■ Work order: Start with the first line of the material. Repeat each line exactly through the one that contains "The fill rule is evenodd throughout.".

--

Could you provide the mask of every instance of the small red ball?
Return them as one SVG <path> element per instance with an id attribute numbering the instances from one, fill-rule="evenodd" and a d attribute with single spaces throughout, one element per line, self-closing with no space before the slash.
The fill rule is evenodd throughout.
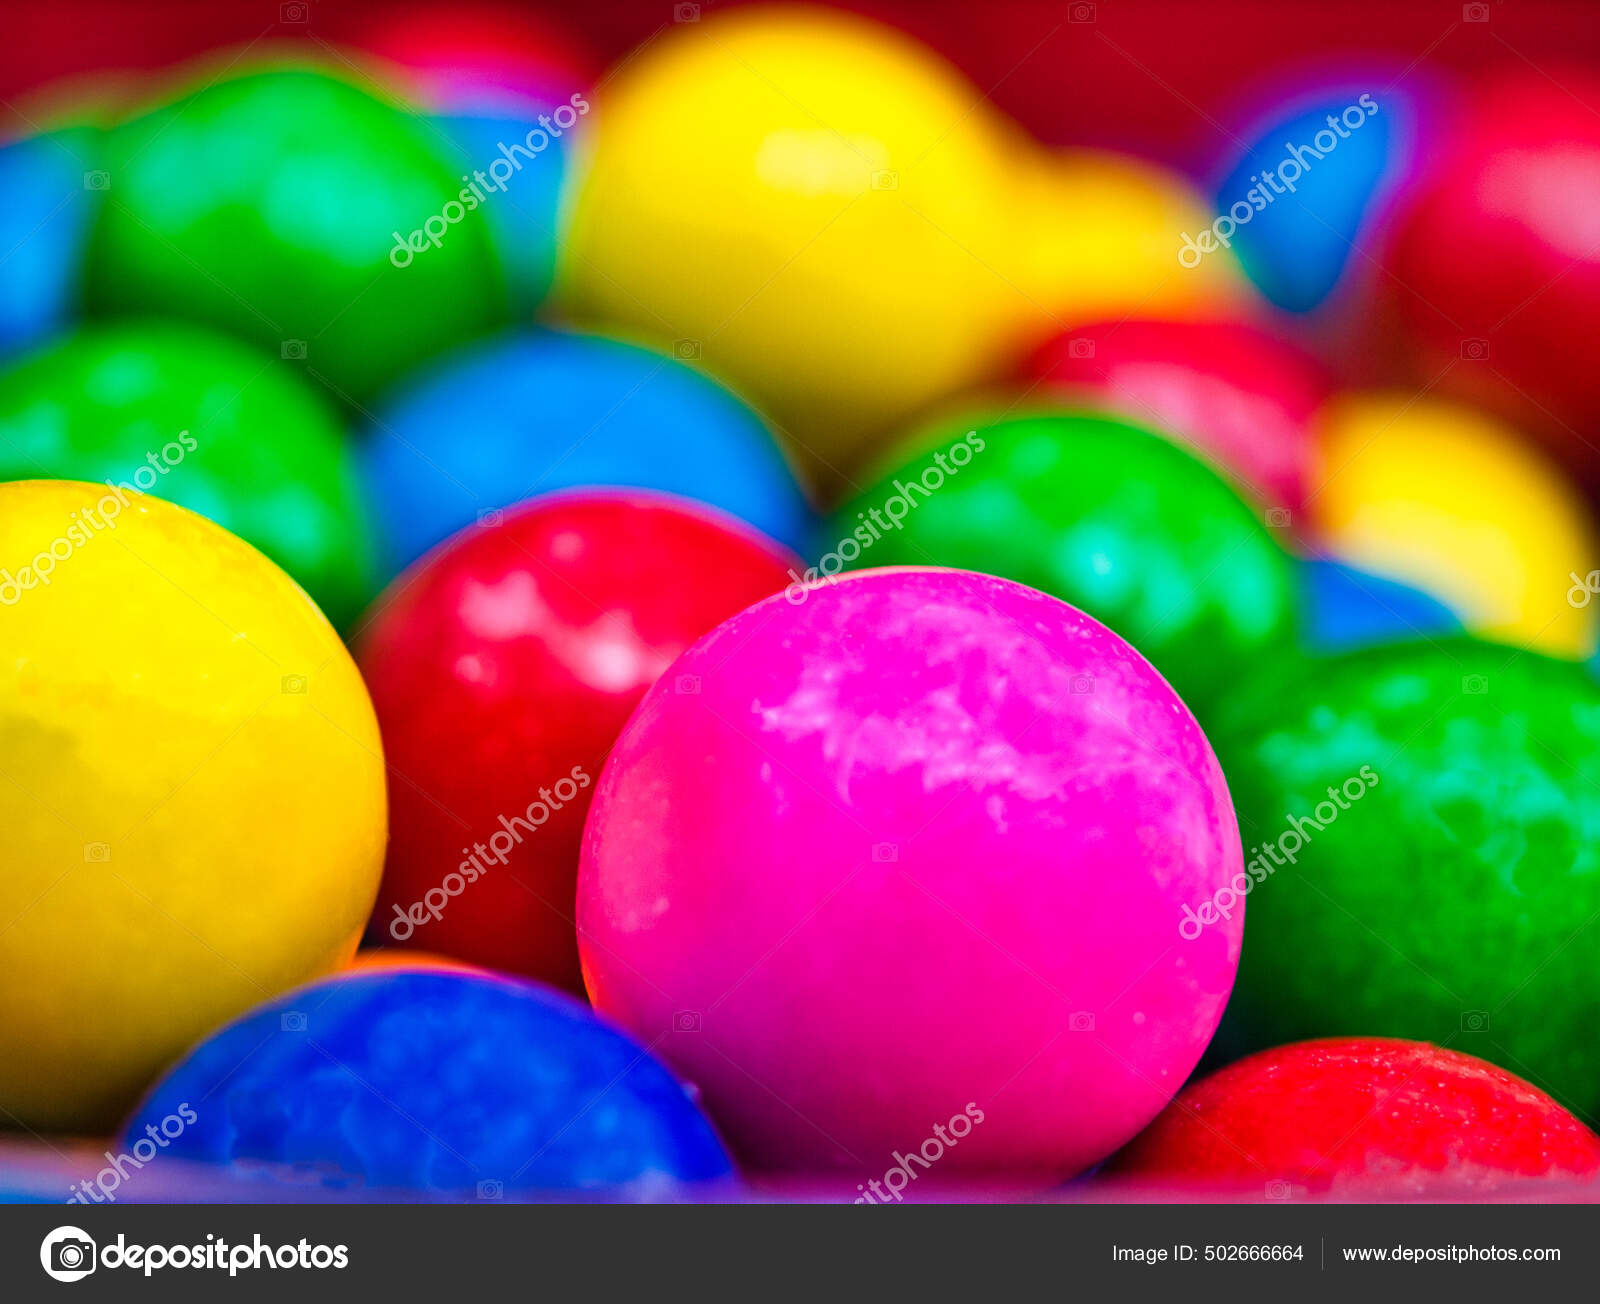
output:
<path id="1" fill-rule="evenodd" d="M 1145 1184 L 1283 1198 L 1492 1190 L 1592 1178 L 1600 1138 L 1471 1055 L 1378 1037 L 1262 1051 L 1186 1088 L 1108 1168 Z"/>
<path id="2" fill-rule="evenodd" d="M 581 992 L 578 846 L 606 755 L 678 654 L 791 566 L 731 517 L 583 491 L 464 530 L 395 580 L 356 648 L 389 768 L 371 940 Z"/>
<path id="3" fill-rule="evenodd" d="M 1312 417 L 1329 380 L 1308 355 L 1232 321 L 1123 321 L 1078 327 L 1044 345 L 1022 378 L 1176 439 L 1263 506 L 1305 506 Z"/>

--

■ Expected answer:
Could you provide the mask of every instance of the small red ball?
Return them as one SVG <path> element per instance with an id attribute numbering the instances from one, fill-rule="evenodd" and a d attribute with single spaces throughout, one element per line, self-closing with no space before the slash.
The fill rule is evenodd throughout.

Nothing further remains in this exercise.